Il crollo improvviso del tetto, lunedì sera, ha interrotto tutto questo. Il suo lavoro, la sua passione, il suo percorso. Mara è morta poche ore dopo il cedimento, nonostante i tentativi disperati dei soccorritori. Ma chi ha conosciuto Essenza, sa che quel progetto non si capisce davvero senza il suo nome. I vigili del fuoco, nel frattempo, stanno conducendo accertamenti per comprendere le cause del crollo, e una prima relazione tecnica sarà trasmessa nelle prossime ore alla procura di Latina.
Nel ristorante che Nardoni ha voluto “senza vincoli in nome del gusto”, Mara Severin aveva costruito una carta dei vini di oltre 850 etichette, di cui un centinaio di Champagne, spesso introvabili perfino in Francia. Ma la selezione non era una prova di forza. Era un gesto di racconto. Perché nel pensiero condiviso con lo chef, il vino non era contorno, ma linguaggio parallelo. E proprio da questo nasceva “La Cave”, uno spazio dedicato a degustazioni private, dove Mara accoglieva gli ospiti guidandoli in esperienze su misura, immaginate e costruite insieme a Nardoni.
Era lei, con voce calma e sguardo curioso, a proporre un abbinamento spiazzante, a raccontare un terroir, a suggerire un vino fuori carta. Lo faceva con rigore, con competenza, ma soprattutto con passione. Quella stessa passione che traspare oggi dalle sue pagine social, dove ogni bottiglia è una storia, ogni etichetta una scoperta.
Essenza nasce da lontano, nel 2011 a Pontinia, e poi trova una nuova casa a Terracina otto anni dopo. La Stella Michelin arriva nel 2020, in piena pandemia. Ma chi lo conosce, lo sa: non è mai stato un locale di facili conquiste. È un ristorante radicale, che rifiuta la rigidità delle portate, che mescola dolce e salato, che accoglie e provoca.

## [Elenco fornito]
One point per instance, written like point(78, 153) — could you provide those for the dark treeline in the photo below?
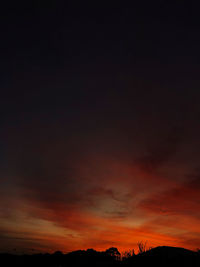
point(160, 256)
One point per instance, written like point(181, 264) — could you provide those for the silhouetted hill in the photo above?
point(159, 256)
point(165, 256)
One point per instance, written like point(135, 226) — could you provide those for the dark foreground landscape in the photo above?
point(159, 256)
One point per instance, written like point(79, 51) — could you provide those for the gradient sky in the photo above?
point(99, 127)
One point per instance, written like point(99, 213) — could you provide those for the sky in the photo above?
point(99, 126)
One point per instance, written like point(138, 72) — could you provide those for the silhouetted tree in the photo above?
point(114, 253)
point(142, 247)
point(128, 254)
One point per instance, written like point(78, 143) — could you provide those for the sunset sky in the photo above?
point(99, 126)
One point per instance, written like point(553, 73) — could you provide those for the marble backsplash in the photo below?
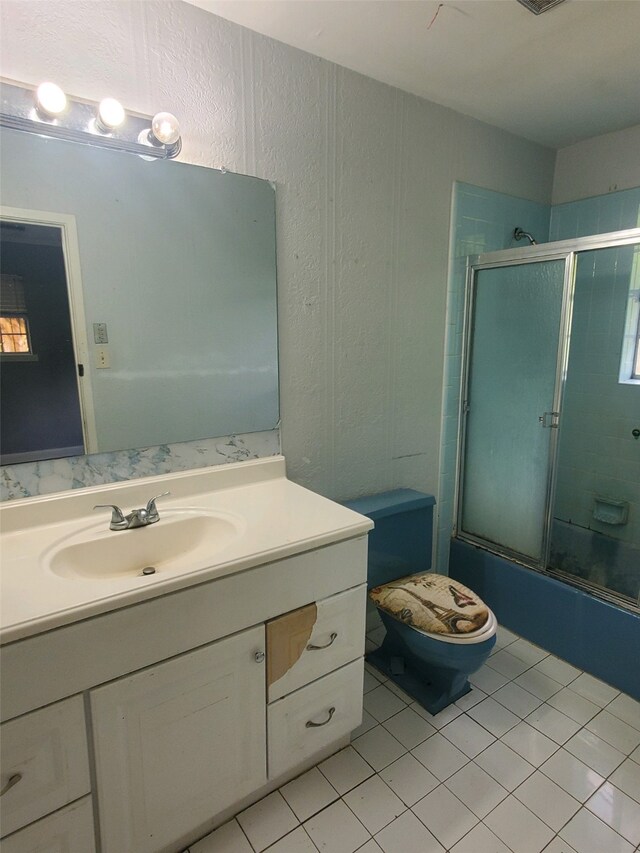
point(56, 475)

...

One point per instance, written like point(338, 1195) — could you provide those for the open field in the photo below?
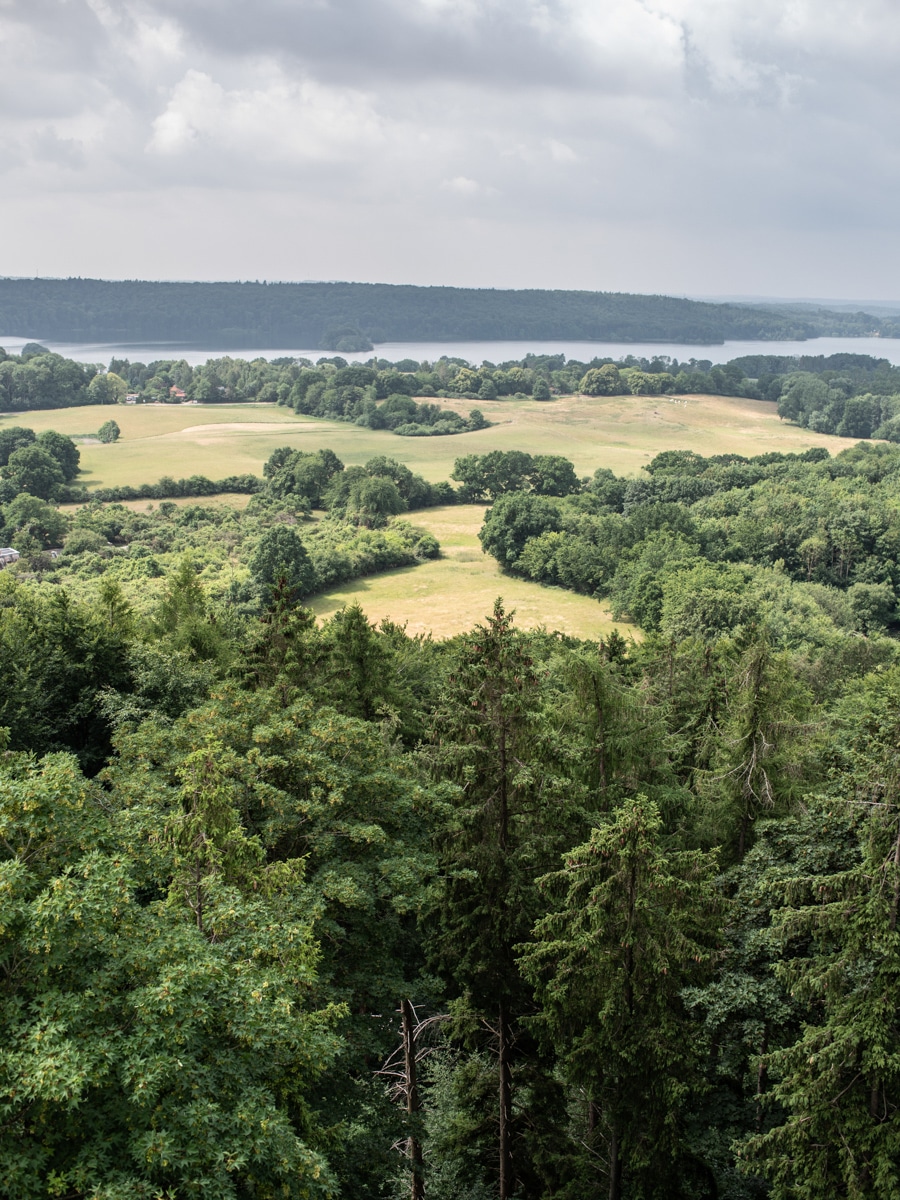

## [Le consegne]
(a) Nel testo fornito, quante etichette contava la carta dei vini costruita da Mara Severin?
(b) Trasforma in un elenco puntato il paragrafo del testo fornito che comincia con "Essenza nasce da lontano", mantenendo i fatti principali.
(c) Traduci in inglese questa frase del testo fornito: "Lo faceva con rigore, con competenza, ma soprattutto con passione."

## [Le soluzioni]
(a) Oltre 850 etichette, di cui un centinaio di Champagne.

(b)
- Essenza nasce nel 2011 a Pontinia.
- Otto anni dopo trova una nuova casa a Terracina.
- Riceve la Stella Michelin nel 2020, in piena pandemia.
- Non è mai stato un locale di facili conquiste: è un ristorante radicale, che rifiuta la rigidità delle portate, mescola dolce e salato, accoglie e provoca.

(c) She did it with rigor, with expertise, but above all with passion.